TEXTAUSZUG |
▶

© JUNGE FREIHEIT Verlag GmbH & Co. www.jungefreiheit.de 18/16 / 29. April 2016

Letzter Ausweg Kulturmarxismus
Mimikry, Camouflage und das Interesse der Ideologie: Die Frankfurter Schule im Dienste des amerikanischen Geheimdienstes
Thomas Kuzias

Die Erklärungsversuche der Erschütterungen, Verwerfungen und Brüche, die mit dem 20. Jahrhundert verbunden waren, sind allgegenwärtig. Hinter der Oberflächenformel vom „Zeitalter der Extreme“ verbirgt sich indes ein Jahrhundert der Ideologien, deren Konfliktmuster die Konturen eines europäischen Bürgerkrieges aufwies. 

Demzufolge spielten in dieser Epoche sehr abstrakte, die Ideologien als elementare Glaubenskomplexe konstituierende Vorstellungen und Begriffe eine wesentliche Rolle. Um ein angemessenes Verständnis dieser Semantiken wird wohl noch lange erbittert gerungen werden. Während der Nationalsozialismus als „Radikalfaschismus“ (Ernst Nolte) ein ausgezeichnetes Studienobjekt bildet, wird die Rolle der zweiten Großideologie des Jahrhunderts, des Marxismus und seiner Derivate, nicht selten marginalisiert.

Doch der klassische Parteimarxismus ist in Deutschland längst ad acta gelegt; die Sozialdemokraten entledigten sich seiner 1959 in Bad Godesberg; den Kommunisten und ihren Nachfolgern gelang es im Zuge der mitteldeutschen Wende von 1989/90 den einst alles beherrschenden Marxismus-Leninismus abzuschütteln. Anders verhält es sich mit dem erfolgreichsten Ableger der Ideenreihe des Marxismus, dem schillernden Neomarxismus der sogenannten Frankfurter Schule. Sie ist bis heute überaus wirkmächtig und gilt als das eigentliche ideologische Rückgrat der Bundesrepublik, wie das Standardwerk über „Die intellektuelle Gründung der Bundesrepublik“ (3. Auflage 2007) nachweist.

Wie konnte eine neumarxistisch orientierte Denkströmung derart staatstragend werden? Und vor allem: Was ist die Frankfurter Schule? Dazu gibt es zwei Auskünfte, eine weithin bekannte und eine eher unbekannte. Die intellektuellen Köpfe erkannten – so hebt die offizielle Sichtweise an – frühzeitig, daß der sowjetische Versuch der Verwirklichung eines Kommunismus mit dem humanistischen Gehalt des Marxismus nicht übereinzubringen war.

◀

ERFASSTE DATEN |
▶

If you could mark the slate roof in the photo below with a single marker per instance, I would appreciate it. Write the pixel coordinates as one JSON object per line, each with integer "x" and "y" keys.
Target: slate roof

◀

GESTELLTE AUFGABE A |
Beantworte anhand des Artikels über die Frankfurter Schule diese Fragen:
(i) Wann und wo entledigten sich die Sozialdemokraten des klassischen Parteimarxismus?
(ii) Mit welchem Begriff kennzeichnet Ernst Nolte den Nationalsozialismus?
(iii) Welche Auflage des Standardwerks „Die intellektuelle Gründung der Bundesrepublik“ wird genannt, und aus welchem Jahr stammt sie?
GESTELLTE AUFGABE B | Gib aus dem Artikel über die Frankfurter Schule den Abschnitt von „Doch der klassische“ bis einschließlich „Auflage 2007) nachweist.“ wortgetreu wieder.
GESTELLTE AUFGABE C | Erkläre in ein bis drei Sätzen, weshalb im Artikel über die Frankfurter Schule sehr abstrakte Vorstellungen und Begriffe im 20. Jahrhundert eine wesentliche Rolle spielten.

ERGEBNIS DER ÜBUNG A |
(i) 1959 in Bad Godesberg.
(ii) Als „Radikalfaschismus“.
(iii) Die 3. Auflage aus dem Jahr 2007.

ERGEBNIS DER ÜBUNG B |
Doch der klassische Parteimarxismus ist in Deutschland längst ad acta gelegt; die Sozialdemokraten entledigten sich seiner 1959 in Bad Godesberg; den Kommunisten und ihren Nachfolgern gelang es im Zuge der mitteldeutschen Wende von 1989/90 den einst alles beherrschenden Marxismus-Leninismus abzuschütteln. Anders verhält es sich mit dem erfolgreichsten Ableger der Ideenreihe des Marxismus, dem schillernden Neomarxismus der sogenannten Frankfurter Schule. Sie ist bis heute überaus wirkmächtig und gilt als das eigentliche ideologische Rückgrat der Bundesrepublik, wie das Standardwerk über „Die intellektuelle Gründung der Bundesrepublik“ (3. Auflage 2007) nachweist.

ERGEBNIS DER ÜBUNG C | Hinter dem „Zeitalter der Extreme“ verbarg sich ein Jahrhundert der Ideologien, deren Konflikte die Züge eines europäischen Bürgerkrieges trugen. Solche abstrakten Vorstellungen und Begriffe machten diese Ideologien als elementare Glaubenskomplexe erst aus.